BRANO DA LEGGERE »
Tar Milano, sez. I, n. 3124, 11 novembre 2024
 
L’art. 36, comma 4, d.lgs. n. 36/2023, ha previsto un rito accelerato per l’accesso documentale ai documenti oscurati. Con l’aggiudicazione si indicano le parti oscurate degli atti per la presenza di “segreti tecnici o commerciali” di cui all’art. 34, comma 4, lett. a), cit. (“il diritto di accesso e ogni forma di divulgazione: a) possono essere esclusi in relazione alle informazioni fornite nell’ambito dell’offerta o a giustificazione della medesima che costituiscano, secondo motivata e comprovata dichiarazione dell’offerente, segreti tecnici o commerciali”).
[…]
Nel caso di specie, parte ricorrente non ha inteso reagire contro l’oscuramento frapposti ad asseriti “segreti tecnici o commerciali” contenuti nella documentazione della controinteressata. Ha invece inteso acquisire, in particolare, la documentazione di gara concernente la valutazione sulla sussistenza dei requisiti generali dell’aggiudicataria in relazione alla quale sono stati apposti omissis che prescindono dalla presenza di “segreti tecnici o commerciali”.
Ne consegue che non viene in rilievo la disciplina acceleratoria dello speciale rito sulle decisioni di oscuramento dei documenti per presenza di “segreti tecnici o commerciali” introdotta dal 36, comma 4, d.lgs. n. 36/2023.

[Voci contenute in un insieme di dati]
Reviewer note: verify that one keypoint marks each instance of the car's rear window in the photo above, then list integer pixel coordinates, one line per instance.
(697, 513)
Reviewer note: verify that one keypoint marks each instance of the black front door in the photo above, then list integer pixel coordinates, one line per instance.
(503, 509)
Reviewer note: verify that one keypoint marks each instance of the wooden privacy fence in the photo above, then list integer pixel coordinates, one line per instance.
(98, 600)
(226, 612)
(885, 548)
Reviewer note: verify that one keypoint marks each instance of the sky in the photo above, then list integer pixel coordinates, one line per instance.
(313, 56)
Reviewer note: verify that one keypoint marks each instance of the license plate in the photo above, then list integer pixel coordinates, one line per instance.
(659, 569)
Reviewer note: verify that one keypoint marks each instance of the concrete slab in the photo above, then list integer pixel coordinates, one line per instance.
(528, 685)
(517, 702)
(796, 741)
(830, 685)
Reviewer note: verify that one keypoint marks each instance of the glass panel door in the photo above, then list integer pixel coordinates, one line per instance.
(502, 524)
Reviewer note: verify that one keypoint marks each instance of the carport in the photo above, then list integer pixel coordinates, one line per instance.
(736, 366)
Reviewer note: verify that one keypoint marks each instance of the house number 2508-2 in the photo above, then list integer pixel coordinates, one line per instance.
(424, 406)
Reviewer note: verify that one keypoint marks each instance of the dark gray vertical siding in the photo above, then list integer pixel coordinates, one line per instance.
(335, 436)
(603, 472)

ESERCIZI »
(a) Nel brano sull'accesso agli atti di gara, esclusa l'intestazione, quali termini indicano i soggetti coinvolti nella gara o nel giudizio? Elencali tutti.
(b) Prosegui il brano sull'accesso agli atti di gara dopo la sua ultima frase.
I dati non hanno alcun ruolo in questo lavoro.

SOLUZIONI DEGLI ESERCIZI »
(a) parte ricorrente, controinteressata, aggiudicataria, offerente

(b)
[…]
I dati che sono stati oscurati hanno natura di dati personali generici idonei ad identificare il soggetto interessato, sicché tali dati non hanno natura di dati personali sensibili (quali definiti dall’art. 9 del Regolamento 2016/679/UE del Parlamento e del Consiglio) o di dati giudiziari (quali definiti dall’art. 10 del Regolamento 2016/679/UE del Parlamento e del Consiglio) oppure di dati super-sensibili (art. 60, d.lgs. n. 196/1996).
[…]
Ai fini del bilanciamento tra il diritto di accesso difensivo, preordinato all’esercizio del diritto alla tutela giurisdizionale in senso lato, e la tutela della riservatezza (nella specie, cd. generica), secondo la previsione dell’art. 24, comma 7, della l. n. 241 del 1990, non trova applicazione né il criterio della stretta indispensabilità (riferito ai dati sensibili e giudiziari), né il criterio dell’indispensabilità e della parità di rango (riferito ai dati cc.dd. supersensibili), ma il criterio generale della “necessità” ai fini della “cura” e della “difesa” di un proprio interesse giuridico, ritenuto dal legislatore tendenzialmente prevalente sulla tutela della riservatezza, a condizione del riscontro della sussistenza dei presupposti generali dell’accesso documentale di tipo difensivo (Consiglio di Stato, Adunanza Plenaria, n. 19/2020).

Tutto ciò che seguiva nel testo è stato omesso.